Object position labeling entries

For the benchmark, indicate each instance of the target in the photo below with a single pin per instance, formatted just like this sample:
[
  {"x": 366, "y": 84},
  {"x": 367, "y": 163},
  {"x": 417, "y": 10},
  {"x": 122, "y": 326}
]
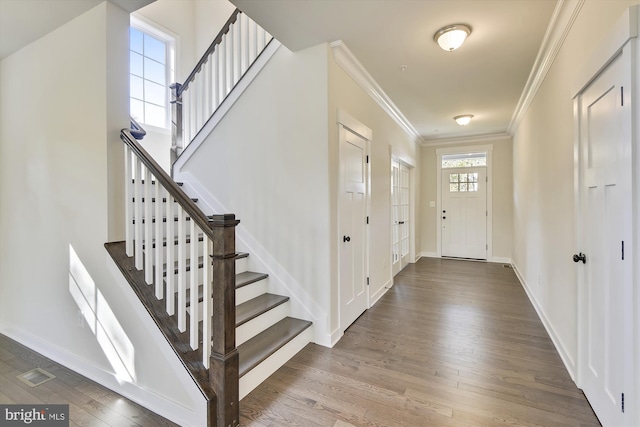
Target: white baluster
[
  {"x": 128, "y": 197},
  {"x": 193, "y": 285},
  {"x": 215, "y": 77},
  {"x": 159, "y": 250},
  {"x": 138, "y": 192},
  {"x": 206, "y": 302},
  {"x": 246, "y": 46},
  {"x": 148, "y": 228},
  {"x": 170, "y": 276},
  {"x": 182, "y": 273}
]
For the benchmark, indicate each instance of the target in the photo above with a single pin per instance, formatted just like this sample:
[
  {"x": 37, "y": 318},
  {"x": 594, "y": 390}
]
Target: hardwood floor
[
  {"x": 89, "y": 403},
  {"x": 453, "y": 343}
]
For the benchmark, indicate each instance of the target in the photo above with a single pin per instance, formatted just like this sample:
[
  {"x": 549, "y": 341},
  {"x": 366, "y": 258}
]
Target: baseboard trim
[
  {"x": 567, "y": 360},
  {"x": 143, "y": 397},
  {"x": 373, "y": 299},
  {"x": 429, "y": 255}
]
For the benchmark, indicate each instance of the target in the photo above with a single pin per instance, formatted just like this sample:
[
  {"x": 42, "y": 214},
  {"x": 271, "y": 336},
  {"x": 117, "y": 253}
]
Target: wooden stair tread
[
  {"x": 242, "y": 279},
  {"x": 263, "y": 345},
  {"x": 249, "y": 277},
  {"x": 255, "y": 307}
]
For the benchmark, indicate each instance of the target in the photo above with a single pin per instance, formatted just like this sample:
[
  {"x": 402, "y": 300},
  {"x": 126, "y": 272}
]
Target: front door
[
  {"x": 353, "y": 220},
  {"x": 464, "y": 212},
  {"x": 605, "y": 235}
]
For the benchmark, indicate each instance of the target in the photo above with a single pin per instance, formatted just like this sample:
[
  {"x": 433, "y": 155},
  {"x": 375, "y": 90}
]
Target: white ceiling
[
  {"x": 485, "y": 77},
  {"x": 24, "y": 21}
]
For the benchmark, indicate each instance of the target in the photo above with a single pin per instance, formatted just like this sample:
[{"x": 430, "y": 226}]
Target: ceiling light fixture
[
  {"x": 451, "y": 37},
  {"x": 464, "y": 119}
]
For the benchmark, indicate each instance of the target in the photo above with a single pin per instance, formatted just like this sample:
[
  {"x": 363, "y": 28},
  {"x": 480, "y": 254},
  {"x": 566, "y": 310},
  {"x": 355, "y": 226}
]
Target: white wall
[
  {"x": 543, "y": 164},
  {"x": 502, "y": 196},
  {"x": 388, "y": 140},
  {"x": 266, "y": 162},
  {"x": 60, "y": 182}
]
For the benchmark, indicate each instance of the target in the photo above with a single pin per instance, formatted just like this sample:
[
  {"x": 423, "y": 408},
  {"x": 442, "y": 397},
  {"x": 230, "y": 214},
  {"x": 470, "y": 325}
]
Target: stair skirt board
[
  {"x": 257, "y": 375},
  {"x": 254, "y": 326}
]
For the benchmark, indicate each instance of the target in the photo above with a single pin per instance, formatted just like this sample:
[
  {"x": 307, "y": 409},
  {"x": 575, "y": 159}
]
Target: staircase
[{"x": 218, "y": 316}]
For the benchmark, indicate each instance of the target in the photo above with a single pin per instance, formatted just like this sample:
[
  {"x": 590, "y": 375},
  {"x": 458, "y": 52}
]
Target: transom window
[
  {"x": 464, "y": 160},
  {"x": 150, "y": 73},
  {"x": 460, "y": 182}
]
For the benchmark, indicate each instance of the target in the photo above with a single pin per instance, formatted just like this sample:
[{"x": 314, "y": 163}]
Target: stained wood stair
[{"x": 263, "y": 324}]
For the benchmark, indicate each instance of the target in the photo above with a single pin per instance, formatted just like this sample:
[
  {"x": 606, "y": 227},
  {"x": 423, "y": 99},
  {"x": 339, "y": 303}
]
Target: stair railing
[
  {"x": 187, "y": 234},
  {"x": 233, "y": 51}
]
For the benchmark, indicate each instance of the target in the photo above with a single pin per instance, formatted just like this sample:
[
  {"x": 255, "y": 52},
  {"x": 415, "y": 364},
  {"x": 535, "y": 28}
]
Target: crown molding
[
  {"x": 350, "y": 64},
  {"x": 564, "y": 15},
  {"x": 494, "y": 137}
]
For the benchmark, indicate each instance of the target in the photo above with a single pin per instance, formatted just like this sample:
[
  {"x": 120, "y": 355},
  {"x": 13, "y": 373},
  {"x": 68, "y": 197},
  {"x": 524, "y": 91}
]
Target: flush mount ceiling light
[
  {"x": 451, "y": 37},
  {"x": 464, "y": 119}
]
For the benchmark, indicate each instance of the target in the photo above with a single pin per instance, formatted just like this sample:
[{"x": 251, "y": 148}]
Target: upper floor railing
[{"x": 234, "y": 50}]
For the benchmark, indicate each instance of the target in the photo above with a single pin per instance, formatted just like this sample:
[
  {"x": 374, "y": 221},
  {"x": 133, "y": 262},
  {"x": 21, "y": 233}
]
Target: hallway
[{"x": 453, "y": 343}]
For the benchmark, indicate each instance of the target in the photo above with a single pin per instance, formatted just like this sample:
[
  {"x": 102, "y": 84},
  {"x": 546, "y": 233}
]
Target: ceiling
[
  {"x": 24, "y": 21},
  {"x": 485, "y": 77}
]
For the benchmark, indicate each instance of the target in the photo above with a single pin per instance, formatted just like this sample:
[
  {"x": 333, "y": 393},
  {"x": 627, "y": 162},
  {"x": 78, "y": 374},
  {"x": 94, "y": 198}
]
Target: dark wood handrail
[
  {"x": 203, "y": 221},
  {"x": 225, "y": 29}
]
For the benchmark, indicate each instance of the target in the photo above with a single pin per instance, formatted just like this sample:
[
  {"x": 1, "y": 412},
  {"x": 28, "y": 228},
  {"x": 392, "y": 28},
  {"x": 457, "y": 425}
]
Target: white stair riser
[
  {"x": 251, "y": 291},
  {"x": 253, "y": 327},
  {"x": 257, "y": 375}
]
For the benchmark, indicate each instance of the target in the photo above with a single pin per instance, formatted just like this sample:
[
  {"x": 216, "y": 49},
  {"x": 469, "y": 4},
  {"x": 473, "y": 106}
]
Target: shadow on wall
[{"x": 110, "y": 335}]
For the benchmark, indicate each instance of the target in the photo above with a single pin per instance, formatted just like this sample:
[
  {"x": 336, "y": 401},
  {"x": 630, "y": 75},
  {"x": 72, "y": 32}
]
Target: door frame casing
[
  {"x": 621, "y": 40},
  {"x": 347, "y": 123},
  {"x": 488, "y": 149}
]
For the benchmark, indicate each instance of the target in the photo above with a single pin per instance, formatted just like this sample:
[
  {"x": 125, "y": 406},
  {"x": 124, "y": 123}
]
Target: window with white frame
[{"x": 151, "y": 57}]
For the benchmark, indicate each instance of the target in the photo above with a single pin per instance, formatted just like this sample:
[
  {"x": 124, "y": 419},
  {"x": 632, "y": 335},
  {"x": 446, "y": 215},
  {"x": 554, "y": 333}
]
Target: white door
[
  {"x": 395, "y": 217},
  {"x": 403, "y": 219},
  {"x": 464, "y": 212},
  {"x": 399, "y": 216},
  {"x": 605, "y": 235},
  {"x": 353, "y": 220}
]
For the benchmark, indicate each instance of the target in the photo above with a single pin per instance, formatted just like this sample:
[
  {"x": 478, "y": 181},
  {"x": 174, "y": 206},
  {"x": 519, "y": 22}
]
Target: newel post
[
  {"x": 176, "y": 121},
  {"x": 223, "y": 370}
]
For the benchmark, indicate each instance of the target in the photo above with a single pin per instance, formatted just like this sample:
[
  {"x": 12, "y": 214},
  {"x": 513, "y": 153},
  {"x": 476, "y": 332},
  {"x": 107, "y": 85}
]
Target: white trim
[
  {"x": 429, "y": 255},
  {"x": 226, "y": 105},
  {"x": 500, "y": 260},
  {"x": 373, "y": 299},
  {"x": 354, "y": 125},
  {"x": 568, "y": 361},
  {"x": 488, "y": 149},
  {"x": 350, "y": 64},
  {"x": 564, "y": 15},
  {"x": 494, "y": 137}
]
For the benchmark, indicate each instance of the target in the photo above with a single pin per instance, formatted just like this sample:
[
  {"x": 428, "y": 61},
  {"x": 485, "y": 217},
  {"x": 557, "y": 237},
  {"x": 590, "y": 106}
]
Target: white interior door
[
  {"x": 404, "y": 215},
  {"x": 395, "y": 217},
  {"x": 353, "y": 206},
  {"x": 464, "y": 212},
  {"x": 605, "y": 278}
]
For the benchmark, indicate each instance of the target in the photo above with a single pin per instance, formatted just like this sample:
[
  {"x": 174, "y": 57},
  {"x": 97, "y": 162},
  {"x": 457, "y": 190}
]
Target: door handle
[{"x": 580, "y": 257}]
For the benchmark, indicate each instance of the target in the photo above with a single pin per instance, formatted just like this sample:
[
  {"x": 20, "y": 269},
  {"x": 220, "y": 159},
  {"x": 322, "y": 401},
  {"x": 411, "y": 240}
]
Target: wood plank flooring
[
  {"x": 453, "y": 343},
  {"x": 90, "y": 404}
]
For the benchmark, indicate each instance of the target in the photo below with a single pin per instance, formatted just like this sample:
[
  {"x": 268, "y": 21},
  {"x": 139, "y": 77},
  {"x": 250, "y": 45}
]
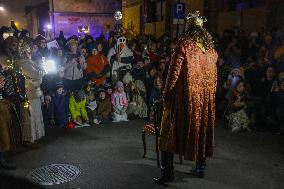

▶ What needs to be done:
Find every line in the rows above that contains the string "ceiling", and copy each of those lines.

▶ Complete response:
Target: white ceiling
Target: ceiling light fixture
Target: flush mount ceiling light
Target: ceiling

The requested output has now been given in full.